> [EXTRACT TO READ]:
· · ·
Emma's version

>> Another writing Richler weighs in with Sister Crazy

by JULIET WATERS

"This is not my natural habitat," says Emma Richler about the media tour for her first novel, Sister Crazy. "I feel a bit like an animal in the wrong zoo."

Of all the wrong zoos--she has sold the rights in the U.S., U.K. and Denmark--Canada seems to be the worst. It's hard to tell if the extremely shy, soft-spoken daughter of Mordecai Richler is being disingenuous, or is almost impenetrably naive about the intense scrutiny she's been receiving from Canadian journalists. "I don't really understand why there seems to be so much interest in how autobiographical my novel is."

To be fair, this Richler hasn't spent much time in Canada, living most of her life in London. Drop Jacques Parizeau into a conversation with the daughter of the founder of the Priz Parizeau and her reaction is: "Who?" She's aware her older brothers Daniel and Noah, and younger brother Jacob, seem like something of a media cabal. But living in London, the Richler notoriety, she claims, has never been much of a factor in her life.

But here's why we're curious. Sister Crazy is a confessional framed as a therapy session. Jem is the middle child of five children in a family that moves from England to Canada. Their father is a writer (a sports columnist and writer of children's books); he has wild hair and a deeply furrowed brow. He is a moody, self-absorbed, emotionally distant, scotch drinker, a good financial provider but barely able to take care of himself. "It is possible this man had children in order to operate machinery for him. Yes, I think so," muses Jem.
· · ·
(Region pointing data)
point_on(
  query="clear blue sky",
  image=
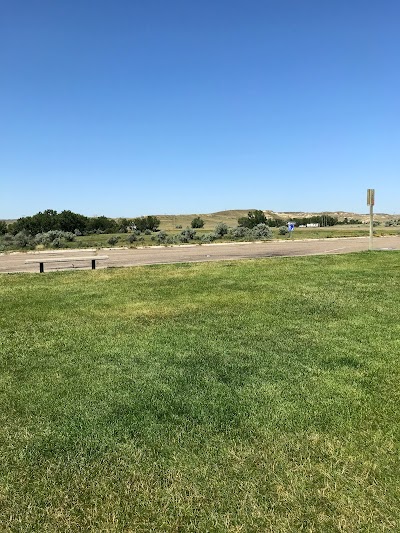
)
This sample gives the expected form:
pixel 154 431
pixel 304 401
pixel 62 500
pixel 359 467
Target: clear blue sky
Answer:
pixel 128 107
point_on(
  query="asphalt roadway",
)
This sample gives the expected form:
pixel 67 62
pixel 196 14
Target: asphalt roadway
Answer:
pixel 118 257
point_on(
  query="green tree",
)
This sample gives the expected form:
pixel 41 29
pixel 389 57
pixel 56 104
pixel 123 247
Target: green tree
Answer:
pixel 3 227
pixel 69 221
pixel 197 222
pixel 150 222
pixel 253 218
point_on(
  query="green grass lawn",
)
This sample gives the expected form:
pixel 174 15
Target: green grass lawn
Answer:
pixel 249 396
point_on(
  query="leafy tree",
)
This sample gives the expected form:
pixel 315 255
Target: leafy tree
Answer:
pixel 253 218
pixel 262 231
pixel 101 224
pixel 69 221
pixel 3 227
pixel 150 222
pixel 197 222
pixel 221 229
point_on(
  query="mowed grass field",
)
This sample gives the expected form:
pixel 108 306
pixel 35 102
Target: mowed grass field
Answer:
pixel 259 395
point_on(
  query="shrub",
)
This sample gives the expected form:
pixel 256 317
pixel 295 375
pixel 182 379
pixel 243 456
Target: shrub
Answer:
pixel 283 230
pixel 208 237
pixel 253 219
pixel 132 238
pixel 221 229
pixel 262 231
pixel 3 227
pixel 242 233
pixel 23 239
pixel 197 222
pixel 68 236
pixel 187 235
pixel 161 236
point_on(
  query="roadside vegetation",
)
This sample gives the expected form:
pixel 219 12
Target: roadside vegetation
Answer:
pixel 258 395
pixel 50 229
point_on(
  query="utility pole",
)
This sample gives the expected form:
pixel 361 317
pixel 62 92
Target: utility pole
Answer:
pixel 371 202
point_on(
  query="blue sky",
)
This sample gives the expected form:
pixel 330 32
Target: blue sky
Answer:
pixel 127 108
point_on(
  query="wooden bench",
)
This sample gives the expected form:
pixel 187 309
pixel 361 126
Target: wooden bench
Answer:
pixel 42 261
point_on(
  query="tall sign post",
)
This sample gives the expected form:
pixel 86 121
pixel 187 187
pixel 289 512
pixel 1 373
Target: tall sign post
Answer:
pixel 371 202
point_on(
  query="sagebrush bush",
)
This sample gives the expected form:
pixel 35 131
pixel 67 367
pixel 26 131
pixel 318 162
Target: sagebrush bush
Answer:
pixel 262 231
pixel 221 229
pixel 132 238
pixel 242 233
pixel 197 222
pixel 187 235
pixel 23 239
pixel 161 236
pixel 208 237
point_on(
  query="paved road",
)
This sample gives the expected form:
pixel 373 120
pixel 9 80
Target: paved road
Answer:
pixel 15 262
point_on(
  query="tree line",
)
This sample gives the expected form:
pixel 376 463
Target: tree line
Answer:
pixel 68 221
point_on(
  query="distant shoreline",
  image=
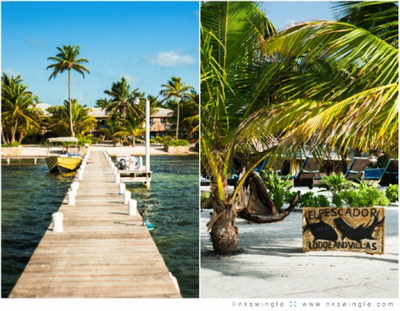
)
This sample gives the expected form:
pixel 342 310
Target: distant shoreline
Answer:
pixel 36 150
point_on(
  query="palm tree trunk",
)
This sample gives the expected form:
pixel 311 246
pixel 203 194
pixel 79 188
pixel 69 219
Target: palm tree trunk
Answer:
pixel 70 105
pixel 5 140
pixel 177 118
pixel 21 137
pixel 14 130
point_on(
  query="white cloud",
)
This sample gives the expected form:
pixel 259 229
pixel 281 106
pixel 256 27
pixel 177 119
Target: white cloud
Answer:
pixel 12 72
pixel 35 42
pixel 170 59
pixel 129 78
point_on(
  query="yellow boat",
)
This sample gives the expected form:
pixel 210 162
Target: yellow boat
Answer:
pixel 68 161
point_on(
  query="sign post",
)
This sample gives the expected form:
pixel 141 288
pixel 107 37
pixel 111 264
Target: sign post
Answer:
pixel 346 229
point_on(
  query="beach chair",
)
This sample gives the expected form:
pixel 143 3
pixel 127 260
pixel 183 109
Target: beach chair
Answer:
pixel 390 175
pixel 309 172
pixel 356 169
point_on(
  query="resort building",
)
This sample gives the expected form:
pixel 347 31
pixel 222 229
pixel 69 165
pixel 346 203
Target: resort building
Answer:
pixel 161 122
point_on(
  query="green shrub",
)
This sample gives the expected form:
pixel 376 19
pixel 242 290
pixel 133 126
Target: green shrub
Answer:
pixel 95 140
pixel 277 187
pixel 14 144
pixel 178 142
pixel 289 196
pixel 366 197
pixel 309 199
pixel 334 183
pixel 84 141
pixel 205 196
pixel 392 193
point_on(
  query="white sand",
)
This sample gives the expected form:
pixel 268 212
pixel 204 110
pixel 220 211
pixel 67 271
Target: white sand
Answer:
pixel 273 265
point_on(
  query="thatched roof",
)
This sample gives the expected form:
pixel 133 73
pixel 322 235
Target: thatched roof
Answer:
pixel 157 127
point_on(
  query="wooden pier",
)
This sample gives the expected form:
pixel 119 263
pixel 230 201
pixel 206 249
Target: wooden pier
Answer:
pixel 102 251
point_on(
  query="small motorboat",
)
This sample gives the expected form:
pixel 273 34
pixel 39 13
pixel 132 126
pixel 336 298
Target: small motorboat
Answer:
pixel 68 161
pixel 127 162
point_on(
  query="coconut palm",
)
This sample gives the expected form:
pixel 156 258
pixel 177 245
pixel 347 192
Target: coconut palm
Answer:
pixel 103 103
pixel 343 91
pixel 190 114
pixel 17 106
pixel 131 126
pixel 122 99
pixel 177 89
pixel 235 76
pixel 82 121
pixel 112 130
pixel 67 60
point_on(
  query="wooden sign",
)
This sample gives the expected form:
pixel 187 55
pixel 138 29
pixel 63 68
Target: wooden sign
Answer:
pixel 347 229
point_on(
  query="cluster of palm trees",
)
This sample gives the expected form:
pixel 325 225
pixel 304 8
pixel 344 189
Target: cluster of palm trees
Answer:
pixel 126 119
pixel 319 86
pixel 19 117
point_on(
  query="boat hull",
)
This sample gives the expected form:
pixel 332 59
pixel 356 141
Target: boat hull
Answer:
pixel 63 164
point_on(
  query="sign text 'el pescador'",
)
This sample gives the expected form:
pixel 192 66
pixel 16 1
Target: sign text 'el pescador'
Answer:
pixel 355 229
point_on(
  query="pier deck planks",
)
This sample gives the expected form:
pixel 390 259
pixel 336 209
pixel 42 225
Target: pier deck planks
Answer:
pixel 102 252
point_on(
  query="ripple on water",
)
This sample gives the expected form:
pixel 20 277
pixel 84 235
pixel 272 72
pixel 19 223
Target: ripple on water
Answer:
· · ·
> [TASK INSTRUCTIONS]:
1. From the Sister Crazy article, write out the passage from "Of all the wrong" up to and including "in her life.".
2. Continue the Sister Crazy article from where it stops.

> [TASK RESPONSES]:
1.
Of all the wrong zoos--she has sold the rights in the U.S., U.K. and Denmark--Canada seems to be the worst. It's hard to tell if the extremely shy, soft-spoken daughter of Mordecai Richler is being disingenuous, or is almost impenetrably naive about the intense scrutiny she's been receiving from Canadian journalists. "I don't really understand why there seems to be so much interest in how autobiographical my novel is."

To be fair, this Richler hasn't spent much time in Canada, living most of her life in London. Drop Jacques Parizeau into a conversation with the daughter of the founder of the Priz Parizeau and her reaction is: "Who?" She's aware her older brothers Daniel and Noah, and younger brother Jacob, seem like something of a media cabal. But living in London, the Richler notoriety, she claims, has never been much of a factor in her life.

2.
His attempts at paternal nurturing only intensify the impression of Weiss as an emotionally challenged. "My Dad walks with me. He is gripping my neck, loosely he thinks, in a manner suggesting fellowship and affection. It feels good although his grip is a little like those sinks in the hair salon, designed to hold your head in place but actually inviting disaster, such as permanent spinal injury and wholesale numbing of the nervous system. But I like walking with my dad this way. The world is ours. No one would dare pull a gun on us, nor even call out a careless remark. Everyone wants to be us, I can tell."

It's a rather sad tale of a girl so in love with an almost pathologically lovely mother, and with her brothers, especially the second son, Jude, that Jem has no friends, let alone lovers. She becomes so self destructive she can't be in the same room as a knife. By the end of Sister Crazy, few could want to be one of the Weiss family, no matter how much they seem like the bon vivant Richlers.

"Oh...I see," says Richler, feigning a light bulb moment, and shifting gear from wary to coy. "It's gossip... well in that case: yes, I'm in love with my brother. I'm in love with all my brothers. I'm passionately in love with everyone in my family."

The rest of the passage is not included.